Please swap "its own outline" for "a separate outline" throughout the records below and reproduce them otherwise unchanged, omitting the pictures.

---------- DATA EXCERPTS ----------

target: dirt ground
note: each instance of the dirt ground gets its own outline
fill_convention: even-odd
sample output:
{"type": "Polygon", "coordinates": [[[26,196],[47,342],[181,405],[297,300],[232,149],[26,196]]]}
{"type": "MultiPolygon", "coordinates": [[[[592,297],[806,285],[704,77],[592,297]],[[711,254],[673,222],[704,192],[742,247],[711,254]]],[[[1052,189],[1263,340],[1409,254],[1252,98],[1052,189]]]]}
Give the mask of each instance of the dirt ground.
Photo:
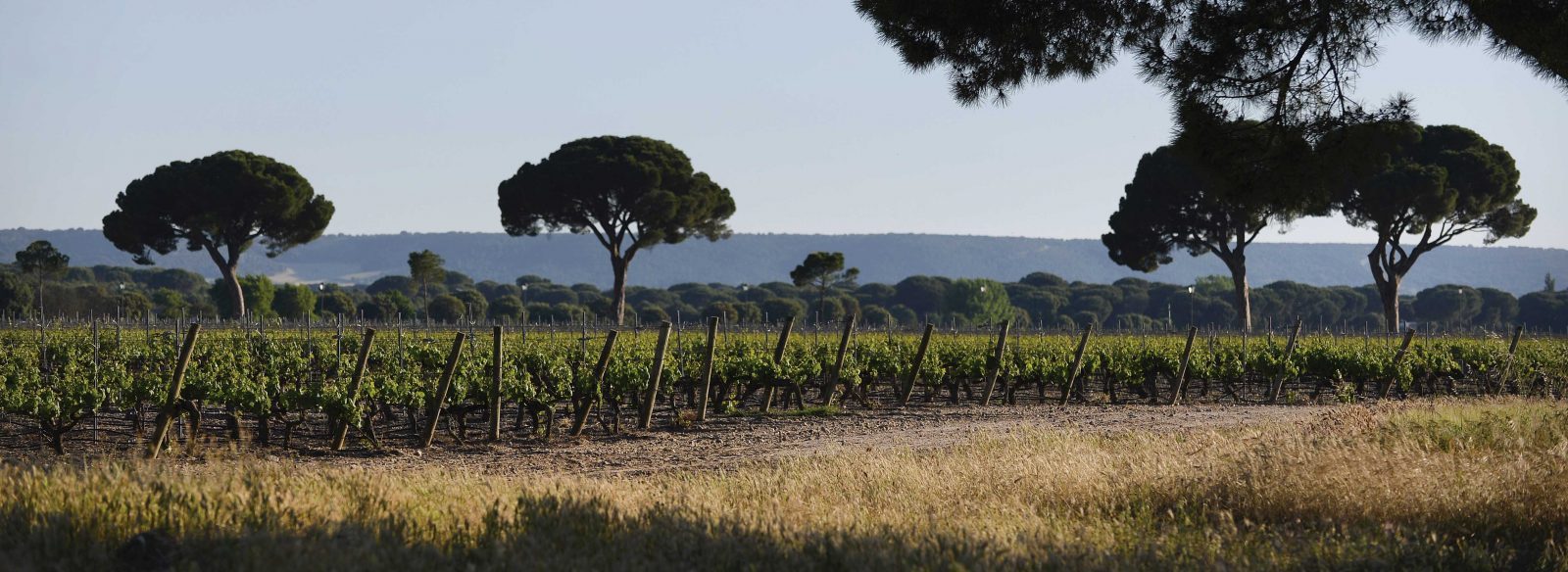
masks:
{"type": "MultiPolygon", "coordinates": [[[[632,476],[670,470],[717,470],[745,462],[853,450],[938,448],[1013,428],[1076,428],[1082,431],[1195,429],[1248,423],[1292,423],[1317,418],[1325,407],[1187,404],[1162,406],[936,406],[848,411],[834,415],[734,415],[709,418],[685,429],[627,429],[552,440],[458,445],[450,439],[428,450],[387,447],[381,451],[326,453],[281,450],[268,461],[403,470],[441,465],[486,475],[527,476],[575,473],[632,476]]],[[[199,462],[196,458],[190,461],[199,462]]]]}

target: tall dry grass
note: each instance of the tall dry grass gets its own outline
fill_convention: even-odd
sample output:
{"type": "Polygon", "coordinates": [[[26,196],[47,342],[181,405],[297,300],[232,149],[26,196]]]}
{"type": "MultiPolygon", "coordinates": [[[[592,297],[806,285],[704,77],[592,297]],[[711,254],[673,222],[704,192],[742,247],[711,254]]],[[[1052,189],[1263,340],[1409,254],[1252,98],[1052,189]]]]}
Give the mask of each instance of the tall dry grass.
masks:
{"type": "Polygon", "coordinates": [[[1568,407],[1333,407],[1305,425],[1016,429],[641,478],[290,462],[0,467],[0,567],[1565,569],[1568,407]]]}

----------

### OUTPUT FOR THIS TASK
target: dirt ground
note: each instance of the dirt ground gets a separate outline
fill_convention: even-odd
sample output:
{"type": "Polygon", "coordinates": [[[26,196],[47,342],[181,405],[297,300],[232,149],[26,196]]]}
{"type": "MultiPolygon", "coordinates": [[[[592,297],[806,285],[704,77],[592,297]],[[711,254],[673,222],[704,192],[742,247],[711,254]]],[[[1052,189],[1263,340],[1409,254],[1252,98],[1052,189]]]]}
Give the mask of each instance of the dirt ground.
Photo:
masks:
{"type": "MultiPolygon", "coordinates": [[[[632,476],[670,470],[717,470],[745,462],[853,450],[938,448],[1013,428],[1076,428],[1082,431],[1195,429],[1248,423],[1292,423],[1317,418],[1325,407],[1187,404],[1162,406],[936,406],[848,411],[834,415],[734,415],[709,418],[685,429],[627,429],[552,440],[458,445],[450,439],[428,450],[387,447],[381,451],[326,453],[281,450],[268,461],[403,470],[441,465],[486,475],[527,476],[575,473],[632,476]]],[[[199,462],[196,458],[190,461],[199,462]]]]}

target: tall dry grass
note: each instance of the tall dry grass gets a separate outline
fill_convention: even-odd
sample output:
{"type": "Polygon", "coordinates": [[[26,196],[47,342],[181,405],[297,300],[232,149],[26,196]]]}
{"type": "MultiPolygon", "coordinates": [[[[592,297],[806,285],[704,77],[592,297]],[[711,254],[673,222],[704,192],[742,247],[711,254]]],[[[1052,189],[1263,340],[1409,254],[1252,98],[1052,189]]]]}
Give the mask of each instance of the tall dry grass.
masks:
{"type": "Polygon", "coordinates": [[[1568,407],[1333,407],[1305,425],[1016,429],[641,478],[290,462],[0,467],[0,567],[1565,569],[1568,407]]]}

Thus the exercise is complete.